I’m going to start with the conclusion of this note, because otherwise I think readers from one or the other of our two political tribes will autotune it and lump/dismiss me into the other tribe.

I believe two things.

First, I believe that parents, not the State and never the State, are responsible for their children’s education. That responsibility does not end when we drop our kids off at the bus stop, no matter how convenient that might be for parents or the State, and it means that parents absolutely have a huge say in what is taught and how it’s taught in public schools.

Second, I believe that our children should be taught the fact that racism is embedded in our nation’s history, and they should be taught those lessons a lot better than I was. True story: I first heard of the 1921 Tulsa Race Massacre from the HBO series Watchmen. Worse, for a couple of episodes I assumed it was a fictional plot device, part of the alternative history that weaves itself through that script. I mean, obviously it’s not possible that an event of this magnitude would be totally absent from my education. It had to be fiction.

Now if I were a betting man – and I am – I would be prepared to wager a considerable sum that most readers would largely share those two beliefs if asked about them separately and without additional political context. Unfortunately, nothing is without political context in modern American society, and as a result it has become nearly impossible to hold these two beliefs simultaneously, in public, at least. It’s like being pro-vax AND anti-mandate. Crazy, right?

This note is about the narrative process that makes it so difficult to hold these two beliefs at the same time. And why it’s so important that we do so, anyway.

The issue of Critical Race Theory in our elementary and secondary schools dominated every local election in the United States this past cycle, and I think it will dominate every local election for the next decade. But it wasn’t Critical Race Theory that was the issue. It was Critical Race Theory! TM, a meme-rich narrative of Resistance! TM to the oppression we face from carpetbagger elitists who have infiltrated our public schools and seek to turn our children into little Maoist cadres. I think Critical Race Theory! TM is a sham, a diversion, a largely fabricated thing of minor consequence in real-world but of huge consequence in narrative-world. I think it’s a cartoon in the technical sense of the word – an abstraction of an abstraction intentionally drawn for the political or economic benefit of the cartoonist. I think it’s part and parcel of Fiat World, where with enough cartoon power the mere declaration of a thing is enough to make it a thing.

But Critical Race Theory! TM works. It works in the same way that every other polarizing social issue, like Tear Down The Statues! TM or But The Bathrooms! TM, works. It’s a dog whistle for one side of the political spectrum and an obedience collar for the other side, such that the intentionally incendiary framing of the issue, combined with highly useful idiots on the periphery of both sides, push ALL of us into increasingly polarized positions.

Here’s the canonical Epsilon Theory note on how these cartoons push us.

Written problem 1: For each statement about the essay on Critical Race Theory in schools, answer yes or no on whether it agrees with that essay, and quote the essay's deciding words. (a) The writer first learned of the 1921 Tulsa Race Massacre from the HBO series Watchmen. (b) The writer holds that the State is responsible for children's education. (c) The writer expects Critical Race Theory to dominate local elections for the next decade.
Written problem 2: Carry the essay on Critical Race Theory in schools forward, starting after its final sentence.
The records below come from a separate source and are unrelated to the essay on Critical Race Theory in schools.

Stored records:
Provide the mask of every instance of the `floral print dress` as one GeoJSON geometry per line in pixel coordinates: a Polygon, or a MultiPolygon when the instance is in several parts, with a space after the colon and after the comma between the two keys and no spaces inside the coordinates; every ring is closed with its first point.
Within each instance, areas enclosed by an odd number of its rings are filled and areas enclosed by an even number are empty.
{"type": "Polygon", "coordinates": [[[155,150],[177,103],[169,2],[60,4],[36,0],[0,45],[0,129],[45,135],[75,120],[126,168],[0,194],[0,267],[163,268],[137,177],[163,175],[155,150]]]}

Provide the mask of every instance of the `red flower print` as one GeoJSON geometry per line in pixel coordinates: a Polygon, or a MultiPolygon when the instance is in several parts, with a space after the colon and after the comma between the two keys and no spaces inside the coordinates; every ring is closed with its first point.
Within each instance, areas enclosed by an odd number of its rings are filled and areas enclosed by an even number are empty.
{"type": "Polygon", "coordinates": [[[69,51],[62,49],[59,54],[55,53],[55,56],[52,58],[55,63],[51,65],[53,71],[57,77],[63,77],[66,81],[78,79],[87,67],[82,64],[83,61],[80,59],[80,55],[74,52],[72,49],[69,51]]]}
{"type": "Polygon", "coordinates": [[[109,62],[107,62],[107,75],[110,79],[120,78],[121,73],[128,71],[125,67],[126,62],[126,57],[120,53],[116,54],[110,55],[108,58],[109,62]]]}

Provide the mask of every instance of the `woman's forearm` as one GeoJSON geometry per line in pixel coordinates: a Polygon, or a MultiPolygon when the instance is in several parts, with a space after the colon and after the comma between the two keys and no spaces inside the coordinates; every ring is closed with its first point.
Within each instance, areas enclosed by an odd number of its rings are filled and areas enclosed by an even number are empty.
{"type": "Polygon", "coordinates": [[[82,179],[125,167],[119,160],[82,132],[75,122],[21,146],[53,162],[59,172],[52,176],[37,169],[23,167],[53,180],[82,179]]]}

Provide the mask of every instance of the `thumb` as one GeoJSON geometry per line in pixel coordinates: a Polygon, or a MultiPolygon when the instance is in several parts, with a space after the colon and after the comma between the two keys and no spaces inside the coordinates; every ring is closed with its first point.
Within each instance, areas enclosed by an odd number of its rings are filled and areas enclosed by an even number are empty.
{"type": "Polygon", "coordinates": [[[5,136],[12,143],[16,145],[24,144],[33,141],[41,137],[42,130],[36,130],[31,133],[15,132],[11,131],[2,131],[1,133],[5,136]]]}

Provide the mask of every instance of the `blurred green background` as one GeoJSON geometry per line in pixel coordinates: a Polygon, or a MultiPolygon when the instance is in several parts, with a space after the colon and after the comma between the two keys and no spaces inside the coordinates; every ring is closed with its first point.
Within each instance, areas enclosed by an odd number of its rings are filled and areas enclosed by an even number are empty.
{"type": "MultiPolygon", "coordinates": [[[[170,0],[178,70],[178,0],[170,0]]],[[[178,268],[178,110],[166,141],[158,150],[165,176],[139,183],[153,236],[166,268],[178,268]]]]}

Reply 1:
(a) Yes: "I first heard of the 1921 Tulsa Race Massacre from the HBO series Watchmen."
(b) No: "parents, not the State and never the State, are responsible for their children’s education."
(c) Yes: "I think it will dominate every local election for the next decade."

Reply 2:
And here’s specifically how this dog whistle / obedience collar process pushes us in the case of Critical Race Theory! TM , where those of us who are opposed to the politicization and cartoonification of our public schools are pushed into support for ridiculous positions like this from NBC News.



Or like this from the Washington Post.

In their search for issues that will deliver Congress in 2022, conservatives have begun to circle around the cause of “parents’ rights.” In Indiana, Republican Attorney General Todd Rokita recently introduced a Parents Bill of Rights, which asserts that “education policy and curriculum should accurately reflect the values of Indiana families.” In Florida, the legislature passed an even more comprehensive bill, assuring that the state and its public schools cannot infringe on the “fundamental rights” of parents. A growing number of states are allowing parents to sue districts that teach banned concepts. And in Virginia, Republican Glenn Youngkin has made parents’ rights a centerpiece of his campaign for governor, staging “parents matter” rallies and declaring, “I believe parents should be in charge of their kids’ education.” 

Given this frenzy, one might reasonably conclude that radicals are out to curtail the established rights that Americans have over the educational sphere. Yet what’s actually radical here is the assertion of parental powers that have never previously existed.

These aren’t fringe publications. This is NBC News. This is the Washington Post.

But increasingly this is what it means to be opposed to the bullshit use of Critical Race Theory! TM as a political weapon. You have to be for equally bullshit positions like these, where the statement “I believe parents should be in charge of their kids’ education.” is presented as a wild-eyed, dangerous assertion of radical Republican politics.

Enough.

I wrote this four years ago, in a note titled Clever Hans. We’ve put the note outside the paywall if you want to read the whole thing. I can’t say it any better than this, so I’m going to say it again. This one is from the heart.

We homeschool our children.

I don’t talk about this very much in public, because most people assume that homeschoolers are either religious zealots or antisocial freaks, and we’re definitely not the former. Maybe a bit antisocial, but I wouldn’t call it “freakish” per se. We just don’t like seeing neighbors’ houses. Or neighbors. People, really … okay, maybe a little freakish after all. But that’s not why we homeschool.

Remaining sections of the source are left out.